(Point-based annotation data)
--- BEGIN ---
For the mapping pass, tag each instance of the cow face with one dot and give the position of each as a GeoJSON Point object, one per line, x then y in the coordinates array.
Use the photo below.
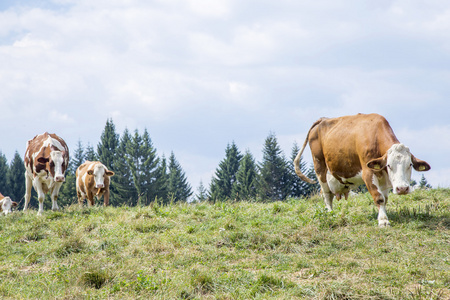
{"type": "Point", "coordinates": [6, 205]}
{"type": "Point", "coordinates": [99, 172]}
{"type": "Point", "coordinates": [398, 162]}
{"type": "Point", "coordinates": [57, 165]}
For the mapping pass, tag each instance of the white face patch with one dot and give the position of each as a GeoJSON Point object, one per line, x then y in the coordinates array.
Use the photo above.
{"type": "Point", "coordinates": [99, 172]}
{"type": "Point", "coordinates": [6, 204]}
{"type": "Point", "coordinates": [399, 167]}
{"type": "Point", "coordinates": [58, 159]}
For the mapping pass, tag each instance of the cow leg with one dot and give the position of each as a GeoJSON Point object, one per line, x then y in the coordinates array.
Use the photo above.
{"type": "Point", "coordinates": [106, 198]}
{"type": "Point", "coordinates": [28, 185]}
{"type": "Point", "coordinates": [379, 195]}
{"type": "Point", "coordinates": [41, 196]}
{"type": "Point", "coordinates": [327, 195]}
{"type": "Point", "coordinates": [80, 197]}
{"type": "Point", "coordinates": [90, 197]}
{"type": "Point", "coordinates": [54, 195]}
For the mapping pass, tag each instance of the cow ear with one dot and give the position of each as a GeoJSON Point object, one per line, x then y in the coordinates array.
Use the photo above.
{"type": "Point", "coordinates": [43, 160]}
{"type": "Point", "coordinates": [419, 165]}
{"type": "Point", "coordinates": [377, 164]}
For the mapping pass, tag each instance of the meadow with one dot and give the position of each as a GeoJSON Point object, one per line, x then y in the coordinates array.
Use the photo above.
{"type": "Point", "coordinates": [231, 250]}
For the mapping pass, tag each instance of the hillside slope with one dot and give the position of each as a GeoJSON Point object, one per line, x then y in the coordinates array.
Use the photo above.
{"type": "Point", "coordinates": [243, 250]}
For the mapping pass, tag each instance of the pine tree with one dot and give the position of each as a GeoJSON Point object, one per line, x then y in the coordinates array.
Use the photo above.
{"type": "Point", "coordinates": [225, 176]}
{"type": "Point", "coordinates": [246, 184]}
{"type": "Point", "coordinates": [16, 179]}
{"type": "Point", "coordinates": [423, 183]}
{"type": "Point", "coordinates": [274, 174]}
{"type": "Point", "coordinates": [202, 193]}
{"type": "Point", "coordinates": [91, 155]}
{"type": "Point", "coordinates": [109, 141]}
{"type": "Point", "coordinates": [178, 188]}
{"type": "Point", "coordinates": [122, 181]}
{"type": "Point", "coordinates": [4, 170]}
{"type": "Point", "coordinates": [146, 171]}
{"type": "Point", "coordinates": [106, 152]}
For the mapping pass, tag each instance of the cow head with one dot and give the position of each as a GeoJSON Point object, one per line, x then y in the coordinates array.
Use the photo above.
{"type": "Point", "coordinates": [57, 164]}
{"type": "Point", "coordinates": [6, 205]}
{"type": "Point", "coordinates": [398, 162]}
{"type": "Point", "coordinates": [99, 172]}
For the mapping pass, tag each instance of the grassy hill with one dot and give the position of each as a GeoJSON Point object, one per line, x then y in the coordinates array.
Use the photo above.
{"type": "Point", "coordinates": [243, 250]}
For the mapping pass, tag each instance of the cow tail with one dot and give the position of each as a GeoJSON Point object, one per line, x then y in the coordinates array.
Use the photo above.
{"type": "Point", "coordinates": [299, 155]}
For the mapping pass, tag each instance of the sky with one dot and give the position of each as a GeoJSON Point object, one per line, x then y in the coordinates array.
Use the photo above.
{"type": "Point", "coordinates": [201, 74]}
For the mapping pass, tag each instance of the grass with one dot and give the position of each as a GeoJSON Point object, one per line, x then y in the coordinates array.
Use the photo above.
{"type": "Point", "coordinates": [243, 250]}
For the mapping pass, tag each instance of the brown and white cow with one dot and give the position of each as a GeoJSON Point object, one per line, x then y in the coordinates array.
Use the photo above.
{"type": "Point", "coordinates": [6, 204]}
{"type": "Point", "coordinates": [46, 161]}
{"type": "Point", "coordinates": [361, 149]}
{"type": "Point", "coordinates": [93, 180]}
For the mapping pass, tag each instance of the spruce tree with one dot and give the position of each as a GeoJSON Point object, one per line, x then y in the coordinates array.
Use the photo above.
{"type": "Point", "coordinates": [109, 141]}
{"type": "Point", "coordinates": [4, 170]}
{"type": "Point", "coordinates": [91, 155]}
{"type": "Point", "coordinates": [146, 171]}
{"type": "Point", "coordinates": [202, 193]}
{"type": "Point", "coordinates": [16, 179]}
{"type": "Point", "coordinates": [274, 183]}
{"type": "Point", "coordinates": [122, 181]}
{"type": "Point", "coordinates": [106, 152]}
{"type": "Point", "coordinates": [246, 184]}
{"type": "Point", "coordinates": [178, 188]}
{"type": "Point", "coordinates": [423, 183]}
{"type": "Point", "coordinates": [225, 176]}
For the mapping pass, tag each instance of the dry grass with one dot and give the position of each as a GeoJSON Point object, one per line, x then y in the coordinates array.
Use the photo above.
{"type": "Point", "coordinates": [243, 250]}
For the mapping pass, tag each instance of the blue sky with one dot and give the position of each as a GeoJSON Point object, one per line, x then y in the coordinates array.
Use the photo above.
{"type": "Point", "coordinates": [199, 74]}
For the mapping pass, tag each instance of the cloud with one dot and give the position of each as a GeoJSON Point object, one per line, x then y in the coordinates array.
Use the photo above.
{"type": "Point", "coordinates": [200, 74]}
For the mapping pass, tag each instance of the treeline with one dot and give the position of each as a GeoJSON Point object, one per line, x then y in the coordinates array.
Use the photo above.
{"type": "Point", "coordinates": [141, 176]}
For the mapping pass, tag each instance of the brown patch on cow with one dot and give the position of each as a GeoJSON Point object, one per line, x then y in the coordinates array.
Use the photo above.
{"type": "Point", "coordinates": [87, 186]}
{"type": "Point", "coordinates": [352, 145]}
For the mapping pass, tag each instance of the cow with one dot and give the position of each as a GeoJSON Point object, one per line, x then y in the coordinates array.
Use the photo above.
{"type": "Point", "coordinates": [6, 204]}
{"type": "Point", "coordinates": [361, 149]}
{"type": "Point", "coordinates": [93, 180]}
{"type": "Point", "coordinates": [46, 160]}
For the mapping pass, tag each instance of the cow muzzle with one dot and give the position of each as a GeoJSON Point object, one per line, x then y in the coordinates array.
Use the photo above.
{"type": "Point", "coordinates": [60, 178]}
{"type": "Point", "coordinates": [402, 190]}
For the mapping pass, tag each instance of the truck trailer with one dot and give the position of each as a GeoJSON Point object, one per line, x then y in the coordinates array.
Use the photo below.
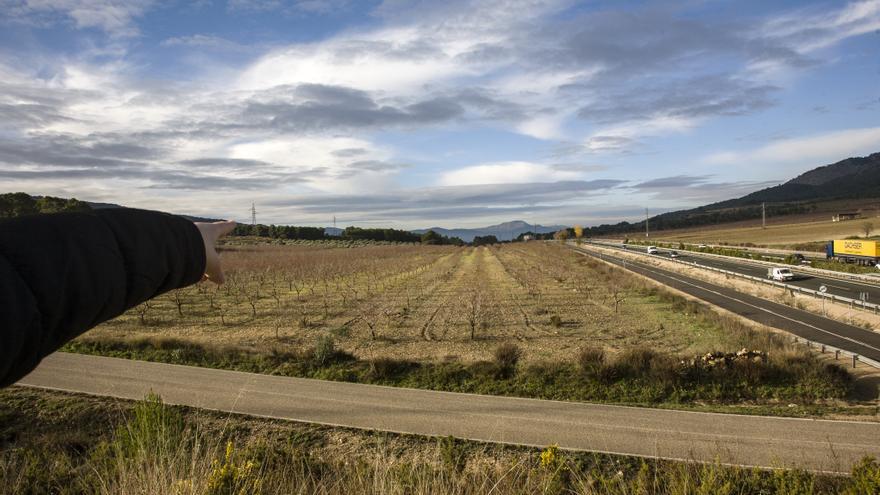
{"type": "Point", "coordinates": [854, 251]}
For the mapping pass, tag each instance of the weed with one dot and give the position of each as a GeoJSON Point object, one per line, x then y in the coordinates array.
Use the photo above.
{"type": "Point", "coordinates": [507, 356]}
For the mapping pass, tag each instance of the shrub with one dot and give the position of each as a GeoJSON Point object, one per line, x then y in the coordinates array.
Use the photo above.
{"type": "Point", "coordinates": [506, 358]}
{"type": "Point", "coordinates": [232, 476]}
{"type": "Point", "coordinates": [591, 360]}
{"type": "Point", "coordinates": [865, 477]}
{"type": "Point", "coordinates": [385, 368]}
{"type": "Point", "coordinates": [453, 453]}
{"type": "Point", "coordinates": [325, 349]}
{"type": "Point", "coordinates": [637, 360]}
{"type": "Point", "coordinates": [155, 429]}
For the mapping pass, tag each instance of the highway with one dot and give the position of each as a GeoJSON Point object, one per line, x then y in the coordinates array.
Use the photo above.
{"type": "Point", "coordinates": [731, 439]}
{"type": "Point", "coordinates": [844, 288]}
{"type": "Point", "coordinates": [798, 322]}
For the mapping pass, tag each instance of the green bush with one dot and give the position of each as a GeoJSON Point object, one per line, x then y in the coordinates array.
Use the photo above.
{"type": "Point", "coordinates": [865, 477]}
{"type": "Point", "coordinates": [591, 359]}
{"type": "Point", "coordinates": [453, 453]}
{"type": "Point", "coordinates": [507, 356]}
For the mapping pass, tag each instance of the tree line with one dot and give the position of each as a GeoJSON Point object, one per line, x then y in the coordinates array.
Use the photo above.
{"type": "Point", "coordinates": [20, 204]}
{"type": "Point", "coordinates": [349, 234]}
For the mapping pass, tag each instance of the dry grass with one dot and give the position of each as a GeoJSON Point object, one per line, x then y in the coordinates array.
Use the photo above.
{"type": "Point", "coordinates": [794, 231]}
{"type": "Point", "coordinates": [149, 447]}
{"type": "Point", "coordinates": [422, 303]}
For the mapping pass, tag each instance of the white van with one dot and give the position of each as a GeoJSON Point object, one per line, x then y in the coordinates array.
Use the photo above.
{"type": "Point", "coordinates": [780, 274]}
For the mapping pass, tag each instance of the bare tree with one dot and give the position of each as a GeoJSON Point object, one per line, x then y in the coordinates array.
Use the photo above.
{"type": "Point", "coordinates": [618, 296]}
{"type": "Point", "coordinates": [474, 308]}
{"type": "Point", "coordinates": [179, 299]}
{"type": "Point", "coordinates": [142, 310]}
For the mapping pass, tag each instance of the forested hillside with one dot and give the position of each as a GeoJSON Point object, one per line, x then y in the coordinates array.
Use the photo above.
{"type": "Point", "coordinates": [19, 204]}
{"type": "Point", "coordinates": [853, 178]}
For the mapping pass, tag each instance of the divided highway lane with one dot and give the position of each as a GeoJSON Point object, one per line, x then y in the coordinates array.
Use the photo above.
{"type": "Point", "coordinates": [838, 287]}
{"type": "Point", "coordinates": [801, 323]}
{"type": "Point", "coordinates": [731, 439]}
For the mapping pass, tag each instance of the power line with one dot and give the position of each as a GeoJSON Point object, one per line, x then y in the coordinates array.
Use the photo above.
{"type": "Point", "coordinates": [763, 215]}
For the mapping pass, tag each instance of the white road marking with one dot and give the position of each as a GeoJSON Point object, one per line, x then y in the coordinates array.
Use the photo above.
{"type": "Point", "coordinates": [854, 341]}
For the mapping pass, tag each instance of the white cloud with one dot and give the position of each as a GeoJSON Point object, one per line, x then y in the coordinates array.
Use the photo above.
{"type": "Point", "coordinates": [115, 17]}
{"type": "Point", "coordinates": [506, 173]}
{"type": "Point", "coordinates": [391, 60]}
{"type": "Point", "coordinates": [808, 149]}
{"type": "Point", "coordinates": [617, 137]}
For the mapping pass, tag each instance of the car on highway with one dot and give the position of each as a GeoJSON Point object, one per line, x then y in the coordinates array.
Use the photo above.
{"type": "Point", "coordinates": [780, 274]}
{"type": "Point", "coordinates": [801, 259]}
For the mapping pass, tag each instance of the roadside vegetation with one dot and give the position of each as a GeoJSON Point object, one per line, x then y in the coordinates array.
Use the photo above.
{"type": "Point", "coordinates": [531, 320]}
{"type": "Point", "coordinates": [51, 442]}
{"type": "Point", "coordinates": [733, 252]}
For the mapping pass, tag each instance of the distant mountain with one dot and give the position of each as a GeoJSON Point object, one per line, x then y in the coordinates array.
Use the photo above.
{"type": "Point", "coordinates": [852, 178]}
{"type": "Point", "coordinates": [504, 231]}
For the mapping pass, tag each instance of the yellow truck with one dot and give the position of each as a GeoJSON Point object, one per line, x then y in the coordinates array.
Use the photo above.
{"type": "Point", "coordinates": [854, 251]}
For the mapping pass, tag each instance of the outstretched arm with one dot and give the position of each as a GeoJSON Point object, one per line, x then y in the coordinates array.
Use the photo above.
{"type": "Point", "coordinates": [62, 274]}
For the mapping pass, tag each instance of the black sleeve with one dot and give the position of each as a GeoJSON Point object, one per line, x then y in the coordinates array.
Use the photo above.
{"type": "Point", "coordinates": [62, 274]}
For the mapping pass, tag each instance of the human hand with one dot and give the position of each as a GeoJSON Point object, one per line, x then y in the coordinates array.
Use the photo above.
{"type": "Point", "coordinates": [210, 233]}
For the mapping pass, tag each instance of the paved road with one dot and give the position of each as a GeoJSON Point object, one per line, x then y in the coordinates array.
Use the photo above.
{"type": "Point", "coordinates": [798, 322]}
{"type": "Point", "coordinates": [745, 440]}
{"type": "Point", "coordinates": [836, 286]}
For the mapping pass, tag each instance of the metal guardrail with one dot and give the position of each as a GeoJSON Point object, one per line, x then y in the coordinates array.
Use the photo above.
{"type": "Point", "coordinates": [855, 358]}
{"type": "Point", "coordinates": [806, 269]}
{"type": "Point", "coordinates": [875, 308]}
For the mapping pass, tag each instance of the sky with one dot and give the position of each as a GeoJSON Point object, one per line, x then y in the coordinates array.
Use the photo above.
{"type": "Point", "coordinates": [419, 113]}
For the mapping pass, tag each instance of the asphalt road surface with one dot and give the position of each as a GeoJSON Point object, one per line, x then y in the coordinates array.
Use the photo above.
{"type": "Point", "coordinates": [836, 286]}
{"type": "Point", "coordinates": [798, 322]}
{"type": "Point", "coordinates": [734, 439]}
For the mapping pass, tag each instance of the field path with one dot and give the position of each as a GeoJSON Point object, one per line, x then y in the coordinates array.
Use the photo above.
{"type": "Point", "coordinates": [734, 439]}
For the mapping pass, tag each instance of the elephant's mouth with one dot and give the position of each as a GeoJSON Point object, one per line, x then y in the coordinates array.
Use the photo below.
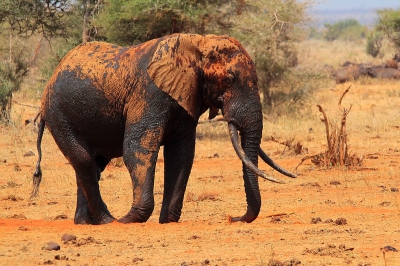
{"type": "Point", "coordinates": [244, 158]}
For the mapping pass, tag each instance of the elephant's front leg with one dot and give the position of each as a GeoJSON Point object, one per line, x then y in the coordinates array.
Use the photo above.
{"type": "Point", "coordinates": [178, 159]}
{"type": "Point", "coordinates": [140, 157]}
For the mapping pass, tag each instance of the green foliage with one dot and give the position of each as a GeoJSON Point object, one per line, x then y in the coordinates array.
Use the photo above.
{"type": "Point", "coordinates": [127, 22]}
{"type": "Point", "coordinates": [11, 77]}
{"type": "Point", "coordinates": [389, 24]}
{"type": "Point", "coordinates": [348, 29]}
{"type": "Point", "coordinates": [269, 30]}
{"type": "Point", "coordinates": [374, 44]}
{"type": "Point", "coordinates": [19, 20]}
{"type": "Point", "coordinates": [27, 17]}
{"type": "Point", "coordinates": [291, 94]}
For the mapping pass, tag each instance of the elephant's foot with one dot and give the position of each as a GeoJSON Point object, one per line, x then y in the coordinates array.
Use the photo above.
{"type": "Point", "coordinates": [169, 218]}
{"type": "Point", "coordinates": [83, 216]}
{"type": "Point", "coordinates": [244, 218]}
{"type": "Point", "coordinates": [105, 219]}
{"type": "Point", "coordinates": [136, 216]}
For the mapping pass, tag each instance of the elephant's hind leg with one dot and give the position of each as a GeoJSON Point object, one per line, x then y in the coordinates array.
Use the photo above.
{"type": "Point", "coordinates": [178, 161]}
{"type": "Point", "coordinates": [90, 208]}
{"type": "Point", "coordinates": [82, 214]}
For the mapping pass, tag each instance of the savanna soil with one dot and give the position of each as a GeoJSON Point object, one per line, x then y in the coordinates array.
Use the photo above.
{"type": "Point", "coordinates": [324, 217]}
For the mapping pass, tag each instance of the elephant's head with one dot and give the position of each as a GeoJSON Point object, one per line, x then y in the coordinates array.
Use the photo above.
{"type": "Point", "coordinates": [216, 72]}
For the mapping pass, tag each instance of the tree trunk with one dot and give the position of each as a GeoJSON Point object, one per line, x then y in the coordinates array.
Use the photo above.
--- END ---
**Work to be completed**
Exactly reproduce the lines from the one containing "For the mapping pass, tag each instance of the elephant's hind" through the end of the records, and only those lines.

**The answer**
For the mapping pass, tag each instance of the elephant's hind leg with one dot and give the position of each as a GeoJSON Point object, one per line, x then y in the coordinates array.
Use the photo above.
{"type": "Point", "coordinates": [178, 161]}
{"type": "Point", "coordinates": [90, 208]}
{"type": "Point", "coordinates": [82, 214]}
For the mapping pass, tag each instance of the savanna soil with one dot and give the position of each as a GeoJSON Point object, one per line, x then y in the coordinates array.
Use the photo above.
{"type": "Point", "coordinates": [324, 217]}
For the mapping pass, tag each instance of the elephant's head with one dot and give the position of each as a GeoJSON Point object, one per line, x then y in the coordinates array.
Use the photo above.
{"type": "Point", "coordinates": [216, 72]}
For the mapping pass, tag each instance of the tree trunk with one dot and give the position of each as a GeoJSON Point object, one per line, x then y in the coordinates array.
Use the photo above.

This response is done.